+++ Text section +++

Expert Surgeons and Deep Learning Models Can Predict the Outcome of Surgical Hemorrhage from One Minute of Video

Dhiraj J Pangal, Guillaume Kugener, Yichao Zhu, Aditya Sinha, Vyom Unadkat, David J Cote, Ben Strickland, Martin Rutkowski, Andrew Hung, Animashree Anandkumar, X.Y. Han, Vardan Papyan, Bozena Wrobel , Gabriel Zada, Daniel A Donoho

Preprint in medRxiv
DOI: https://doi.org/10.1101/2022.01.22.22269640

Abstract

Background: Major vascular injury resulting in uncontrolled bleeding is a catastrophic and often fatal complication of minimally invasive surgery. At the outset of these events, surgeons do not know how much blood will be lost or whether they will successfully control the hemorrhage (achieve hemostasis). We evaluate the ability of a deep learning neural network (DNN) to predict hemostasis control ability using the first minute of surgical video and compare model performance with human experts viewing the same video.

Methods: The publicly available SOCAL dataset contains 147 videos of attending and resident surgeons managing hemorrhage in a validated, high-fidelity cadaveric simulator. Videos are labeled with outcome and blood loss (mL). The first minute of 20 videos was shown to four, blinded, fellowship trained skull-base neurosurgery instructors, and to SOCALNet (a DNN trained on SOCAL videos). SOCALNet architecture included a convolutional network (ResNet) identifying spatial features and a recurrent network identifying temporal features (LSTM). Experts independently assessed surgeon skill, predicted outcome and blood loss (mL). Outcome and blood loss predictions were compared with SOCALNet.

+++

__Instructions to follow__.
Continue the hemorrhage abstract, starting right after "Outcome and blood loss predictions were compared with SOCALNet." The rows after the hemorrhage abstract are separate material.

+++ Source information +++

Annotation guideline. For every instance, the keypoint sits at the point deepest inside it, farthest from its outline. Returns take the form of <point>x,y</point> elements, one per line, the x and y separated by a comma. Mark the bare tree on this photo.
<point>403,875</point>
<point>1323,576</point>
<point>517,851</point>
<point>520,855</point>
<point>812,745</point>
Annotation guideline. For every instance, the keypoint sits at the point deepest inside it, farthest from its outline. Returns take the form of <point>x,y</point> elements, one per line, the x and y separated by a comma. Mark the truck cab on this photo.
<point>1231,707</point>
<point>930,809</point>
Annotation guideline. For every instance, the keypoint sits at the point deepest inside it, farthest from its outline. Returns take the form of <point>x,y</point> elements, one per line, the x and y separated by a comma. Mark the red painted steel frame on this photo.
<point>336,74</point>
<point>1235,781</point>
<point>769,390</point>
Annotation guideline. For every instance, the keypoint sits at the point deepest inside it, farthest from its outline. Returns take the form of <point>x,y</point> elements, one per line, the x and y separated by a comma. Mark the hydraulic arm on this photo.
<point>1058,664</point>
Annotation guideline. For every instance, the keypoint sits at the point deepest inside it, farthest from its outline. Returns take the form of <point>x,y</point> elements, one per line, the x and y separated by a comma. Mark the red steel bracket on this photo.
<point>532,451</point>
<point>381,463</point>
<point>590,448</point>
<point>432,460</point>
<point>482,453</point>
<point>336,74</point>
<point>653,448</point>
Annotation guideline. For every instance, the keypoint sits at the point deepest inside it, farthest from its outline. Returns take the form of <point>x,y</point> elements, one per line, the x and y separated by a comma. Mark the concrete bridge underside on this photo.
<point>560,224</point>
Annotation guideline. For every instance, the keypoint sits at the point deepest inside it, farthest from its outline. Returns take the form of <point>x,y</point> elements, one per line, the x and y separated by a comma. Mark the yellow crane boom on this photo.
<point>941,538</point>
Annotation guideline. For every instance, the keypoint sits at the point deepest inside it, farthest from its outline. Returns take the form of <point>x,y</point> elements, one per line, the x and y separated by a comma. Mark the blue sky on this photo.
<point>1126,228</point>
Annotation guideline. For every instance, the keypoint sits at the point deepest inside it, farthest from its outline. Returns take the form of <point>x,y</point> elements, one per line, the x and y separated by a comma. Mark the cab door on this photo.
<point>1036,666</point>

+++

__Output below__.
Results: Expert inter-rater reliability was 0.95. Experts correctly predicted 14/20 trials (Sensitivity: 82%, Specificity: 55%, Positive Predictive Value (PPV): 69%, Negative Predictive Value (NPV): 71%). SOCALNet correctly predicted 17/20 trials (Sensitivity 100%, Specificity 66%, PPV 79%, NPV 100%) and correctly identified all successful attempts.

Expert predictions of the highest and lowest skill surgeons and expert predictions reported with maximum confidence were more accurate. Experts systematically underestimated blood loss (mean error −131 mL, RMSE 350 mL, R² 0.70) and fewer than half of expert predictions identified blood loss > 500mL (47.5%, 19/40). SOCALNet had superior performance (mean error −57 mL, RMSE 295mL, R² 0.74) and detected most episodes of blood loss > 500mL (80%, 8/10).

In validation experiments, SOCALNet evaluation of a critical on-screen surgical maneuver and high/low-skill composite videos were concordant with expert evaluation.

Conclusion: Using only the first minute of video, experts and SOCALNet can predict outcome and blood loss during surgical hemorrhage. Experts systematically underestimated blood loss, and SOCALNet had no false negatives. DNNs can provide accurate, meaningful assessments of surgical video. We call for the creation of datasets of surgical adverse events for quality improvement research.